From the line that includes "Reviewer note: check that each instance of the stone" to the last line of the data, quote each line precisely; both boundary lines belong in the answer.

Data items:
## Start

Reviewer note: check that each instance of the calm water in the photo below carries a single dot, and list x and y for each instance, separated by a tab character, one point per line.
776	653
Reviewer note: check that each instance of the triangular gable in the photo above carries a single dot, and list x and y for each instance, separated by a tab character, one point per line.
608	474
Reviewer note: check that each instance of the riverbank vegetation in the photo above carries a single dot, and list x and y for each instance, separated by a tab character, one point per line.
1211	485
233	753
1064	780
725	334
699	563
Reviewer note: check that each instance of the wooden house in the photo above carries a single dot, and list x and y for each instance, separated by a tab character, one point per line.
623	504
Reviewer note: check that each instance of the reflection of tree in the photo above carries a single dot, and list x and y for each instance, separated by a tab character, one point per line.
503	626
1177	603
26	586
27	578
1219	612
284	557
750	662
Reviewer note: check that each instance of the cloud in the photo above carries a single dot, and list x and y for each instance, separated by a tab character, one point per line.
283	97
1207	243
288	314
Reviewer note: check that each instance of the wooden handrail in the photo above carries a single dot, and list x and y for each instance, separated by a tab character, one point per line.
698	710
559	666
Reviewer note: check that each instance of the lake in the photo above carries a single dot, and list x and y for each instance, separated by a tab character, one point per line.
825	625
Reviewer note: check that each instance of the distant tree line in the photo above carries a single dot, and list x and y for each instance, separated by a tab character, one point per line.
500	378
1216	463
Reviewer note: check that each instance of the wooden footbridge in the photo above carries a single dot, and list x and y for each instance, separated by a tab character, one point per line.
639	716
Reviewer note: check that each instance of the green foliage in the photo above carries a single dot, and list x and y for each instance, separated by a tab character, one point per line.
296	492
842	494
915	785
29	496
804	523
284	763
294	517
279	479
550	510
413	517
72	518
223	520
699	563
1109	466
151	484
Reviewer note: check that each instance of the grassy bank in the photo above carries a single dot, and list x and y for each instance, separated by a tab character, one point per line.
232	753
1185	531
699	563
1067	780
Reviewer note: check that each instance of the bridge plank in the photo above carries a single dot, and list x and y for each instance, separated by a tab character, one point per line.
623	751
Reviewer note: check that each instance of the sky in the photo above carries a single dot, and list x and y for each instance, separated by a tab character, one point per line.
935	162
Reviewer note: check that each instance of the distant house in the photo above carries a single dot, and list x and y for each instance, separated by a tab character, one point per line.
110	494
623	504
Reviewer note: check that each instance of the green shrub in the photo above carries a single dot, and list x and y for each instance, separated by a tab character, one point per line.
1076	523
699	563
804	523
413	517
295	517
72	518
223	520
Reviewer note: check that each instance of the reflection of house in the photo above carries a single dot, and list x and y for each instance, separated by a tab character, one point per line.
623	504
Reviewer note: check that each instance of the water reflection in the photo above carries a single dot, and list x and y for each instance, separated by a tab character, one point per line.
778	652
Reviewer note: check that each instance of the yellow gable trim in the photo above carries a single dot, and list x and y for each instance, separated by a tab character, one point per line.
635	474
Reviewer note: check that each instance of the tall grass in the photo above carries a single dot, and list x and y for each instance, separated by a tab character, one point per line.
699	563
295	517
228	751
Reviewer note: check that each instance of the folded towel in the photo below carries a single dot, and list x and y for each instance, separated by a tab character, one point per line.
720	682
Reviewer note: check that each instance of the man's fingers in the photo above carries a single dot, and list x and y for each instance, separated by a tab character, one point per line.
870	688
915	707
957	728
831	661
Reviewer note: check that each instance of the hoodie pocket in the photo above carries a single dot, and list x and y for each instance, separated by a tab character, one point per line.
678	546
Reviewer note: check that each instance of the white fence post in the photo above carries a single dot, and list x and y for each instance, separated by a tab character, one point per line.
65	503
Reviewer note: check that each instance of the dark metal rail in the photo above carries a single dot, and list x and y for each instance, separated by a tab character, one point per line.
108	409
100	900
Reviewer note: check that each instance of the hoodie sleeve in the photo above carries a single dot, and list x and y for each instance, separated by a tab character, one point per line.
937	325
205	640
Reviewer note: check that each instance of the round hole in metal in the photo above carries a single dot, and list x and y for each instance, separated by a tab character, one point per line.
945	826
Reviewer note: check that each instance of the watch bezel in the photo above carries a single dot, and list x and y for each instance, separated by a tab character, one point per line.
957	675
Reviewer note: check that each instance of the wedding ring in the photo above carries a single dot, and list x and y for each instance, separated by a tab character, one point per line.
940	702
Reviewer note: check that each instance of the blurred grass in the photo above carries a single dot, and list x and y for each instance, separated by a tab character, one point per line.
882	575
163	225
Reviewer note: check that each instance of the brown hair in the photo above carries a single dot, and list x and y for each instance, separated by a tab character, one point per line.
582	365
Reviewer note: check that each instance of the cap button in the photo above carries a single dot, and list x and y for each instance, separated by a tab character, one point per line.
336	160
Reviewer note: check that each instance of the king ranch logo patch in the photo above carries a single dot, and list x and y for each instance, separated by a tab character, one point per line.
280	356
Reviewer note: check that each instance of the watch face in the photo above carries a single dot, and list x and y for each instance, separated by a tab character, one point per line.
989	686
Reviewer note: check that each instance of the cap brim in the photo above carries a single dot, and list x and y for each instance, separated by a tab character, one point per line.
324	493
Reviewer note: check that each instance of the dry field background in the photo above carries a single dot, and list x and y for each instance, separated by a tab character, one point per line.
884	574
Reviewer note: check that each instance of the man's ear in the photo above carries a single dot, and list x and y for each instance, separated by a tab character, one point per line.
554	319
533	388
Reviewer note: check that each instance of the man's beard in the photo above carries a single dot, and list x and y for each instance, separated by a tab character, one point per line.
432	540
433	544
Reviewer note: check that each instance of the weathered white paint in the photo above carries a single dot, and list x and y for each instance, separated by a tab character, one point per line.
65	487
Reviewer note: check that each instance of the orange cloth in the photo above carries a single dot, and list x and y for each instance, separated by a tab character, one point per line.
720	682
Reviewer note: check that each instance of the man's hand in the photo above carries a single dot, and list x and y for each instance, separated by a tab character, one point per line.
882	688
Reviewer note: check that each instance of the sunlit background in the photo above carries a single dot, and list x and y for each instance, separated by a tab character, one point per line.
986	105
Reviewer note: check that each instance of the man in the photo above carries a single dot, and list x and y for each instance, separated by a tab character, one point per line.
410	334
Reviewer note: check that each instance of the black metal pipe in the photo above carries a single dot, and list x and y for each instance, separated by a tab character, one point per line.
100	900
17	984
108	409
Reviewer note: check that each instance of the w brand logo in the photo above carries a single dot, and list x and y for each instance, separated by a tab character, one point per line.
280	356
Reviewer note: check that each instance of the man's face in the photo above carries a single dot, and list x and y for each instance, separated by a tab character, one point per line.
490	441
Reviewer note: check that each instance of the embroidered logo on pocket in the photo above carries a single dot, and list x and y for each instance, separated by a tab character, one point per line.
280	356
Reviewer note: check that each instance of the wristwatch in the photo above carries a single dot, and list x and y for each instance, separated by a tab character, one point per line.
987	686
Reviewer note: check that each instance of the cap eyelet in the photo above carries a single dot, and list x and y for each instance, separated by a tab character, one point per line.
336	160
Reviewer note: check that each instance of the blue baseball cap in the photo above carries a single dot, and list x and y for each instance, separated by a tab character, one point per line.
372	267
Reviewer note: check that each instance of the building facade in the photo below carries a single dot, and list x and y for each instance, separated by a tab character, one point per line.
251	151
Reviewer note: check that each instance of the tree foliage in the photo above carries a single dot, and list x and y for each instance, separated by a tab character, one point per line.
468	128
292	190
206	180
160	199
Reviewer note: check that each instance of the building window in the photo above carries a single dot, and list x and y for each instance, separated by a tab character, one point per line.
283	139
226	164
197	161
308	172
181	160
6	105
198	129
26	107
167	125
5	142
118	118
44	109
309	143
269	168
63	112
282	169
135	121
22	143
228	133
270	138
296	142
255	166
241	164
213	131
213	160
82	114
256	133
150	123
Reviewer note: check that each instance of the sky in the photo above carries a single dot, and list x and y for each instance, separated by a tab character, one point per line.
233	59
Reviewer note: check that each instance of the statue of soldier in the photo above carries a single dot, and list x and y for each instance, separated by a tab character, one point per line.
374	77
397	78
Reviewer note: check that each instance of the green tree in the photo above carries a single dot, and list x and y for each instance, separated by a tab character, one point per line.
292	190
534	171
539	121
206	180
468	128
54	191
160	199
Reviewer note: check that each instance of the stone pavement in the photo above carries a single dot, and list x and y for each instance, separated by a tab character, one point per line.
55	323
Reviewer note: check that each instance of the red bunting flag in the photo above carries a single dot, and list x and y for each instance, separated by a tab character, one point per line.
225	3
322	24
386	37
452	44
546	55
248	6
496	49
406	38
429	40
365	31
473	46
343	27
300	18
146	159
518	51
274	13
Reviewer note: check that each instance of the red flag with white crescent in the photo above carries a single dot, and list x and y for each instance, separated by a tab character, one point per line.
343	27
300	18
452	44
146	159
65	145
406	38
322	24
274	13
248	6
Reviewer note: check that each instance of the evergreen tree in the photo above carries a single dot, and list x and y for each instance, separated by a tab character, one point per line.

## End

• [Result for this exercise]
Reviewer note: check that each instance of the stone pavement in the photo above carries a single dot, and list x and y for each instance, separated by a tab character, one point per line.
55	323
Reviewer note: check that each instance of the red bunting flag in the photo above carries a single dot, and list x and y for each instance, separated by a tab character, one point per line.
225	3
322	24
386	37
452	44
546	55
248	6
496	49
406	38
429	40
365	31
473	46
343	27
300	18
146	159
518	51
274	13
Reviewer note: check that each instance of the red flag with white crescent in the photo above carries a single dot, and list x and y for each instance, separated by a tab character, one point per line.
343	27
300	18
452	44
146	159
65	145
406	38
322	24
274	13
248	6
Reviewer note: check that each instance of the evergreen tree in the photo above carries a single dot, and list x and y for each instance, separated by a tab character, one point per line.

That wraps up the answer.